| DATA SHOWN |
::::

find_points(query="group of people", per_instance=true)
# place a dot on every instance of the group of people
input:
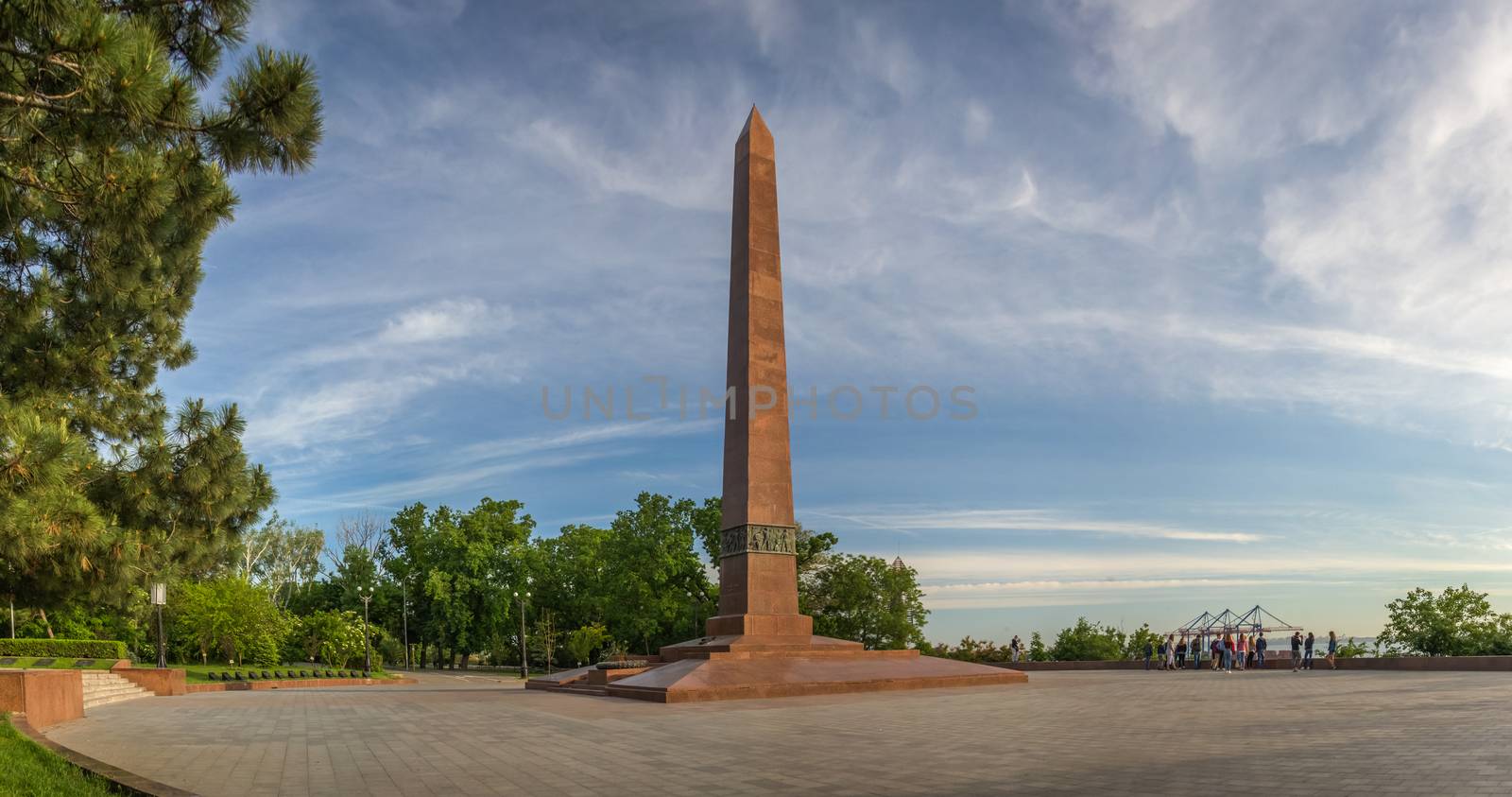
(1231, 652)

::::

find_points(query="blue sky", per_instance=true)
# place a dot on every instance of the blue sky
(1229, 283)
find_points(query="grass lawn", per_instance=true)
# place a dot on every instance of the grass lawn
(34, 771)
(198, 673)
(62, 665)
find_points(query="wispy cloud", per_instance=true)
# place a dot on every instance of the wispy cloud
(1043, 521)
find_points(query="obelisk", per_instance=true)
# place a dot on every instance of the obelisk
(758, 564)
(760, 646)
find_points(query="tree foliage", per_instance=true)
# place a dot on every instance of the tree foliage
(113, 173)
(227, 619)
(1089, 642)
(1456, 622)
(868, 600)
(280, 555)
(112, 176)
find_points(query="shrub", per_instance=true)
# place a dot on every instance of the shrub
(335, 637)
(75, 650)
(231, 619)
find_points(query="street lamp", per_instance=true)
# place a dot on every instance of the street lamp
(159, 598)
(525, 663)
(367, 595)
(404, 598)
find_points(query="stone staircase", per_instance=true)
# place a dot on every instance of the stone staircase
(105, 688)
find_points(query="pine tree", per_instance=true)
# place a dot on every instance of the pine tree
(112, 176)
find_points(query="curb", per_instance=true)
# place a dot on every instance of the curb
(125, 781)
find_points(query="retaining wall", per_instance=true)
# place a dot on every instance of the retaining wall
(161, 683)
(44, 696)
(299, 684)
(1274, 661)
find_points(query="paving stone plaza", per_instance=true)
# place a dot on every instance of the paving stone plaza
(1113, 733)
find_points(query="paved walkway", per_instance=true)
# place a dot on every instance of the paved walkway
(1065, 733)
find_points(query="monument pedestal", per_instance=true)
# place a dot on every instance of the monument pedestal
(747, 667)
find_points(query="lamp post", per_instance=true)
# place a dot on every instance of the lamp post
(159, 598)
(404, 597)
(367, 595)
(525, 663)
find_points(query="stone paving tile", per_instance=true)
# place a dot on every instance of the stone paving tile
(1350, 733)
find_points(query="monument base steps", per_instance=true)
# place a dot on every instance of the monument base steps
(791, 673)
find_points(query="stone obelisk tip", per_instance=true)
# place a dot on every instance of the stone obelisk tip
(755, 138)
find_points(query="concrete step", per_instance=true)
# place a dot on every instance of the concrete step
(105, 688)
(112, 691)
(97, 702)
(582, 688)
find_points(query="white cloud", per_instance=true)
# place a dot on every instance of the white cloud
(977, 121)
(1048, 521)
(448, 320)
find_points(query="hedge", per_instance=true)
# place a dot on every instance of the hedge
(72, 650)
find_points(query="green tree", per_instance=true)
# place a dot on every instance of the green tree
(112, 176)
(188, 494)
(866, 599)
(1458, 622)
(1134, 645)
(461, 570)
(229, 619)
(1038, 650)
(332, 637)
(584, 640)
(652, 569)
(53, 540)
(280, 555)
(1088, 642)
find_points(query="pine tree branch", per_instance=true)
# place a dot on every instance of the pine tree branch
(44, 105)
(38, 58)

::::

| REQUIRED WORK |
From the listing above, copy every line where the string "people" is found.

| YOUR SOLUTION |
find_points(query="group of people", per_instance=true)
# place a dot on every instance of the group of people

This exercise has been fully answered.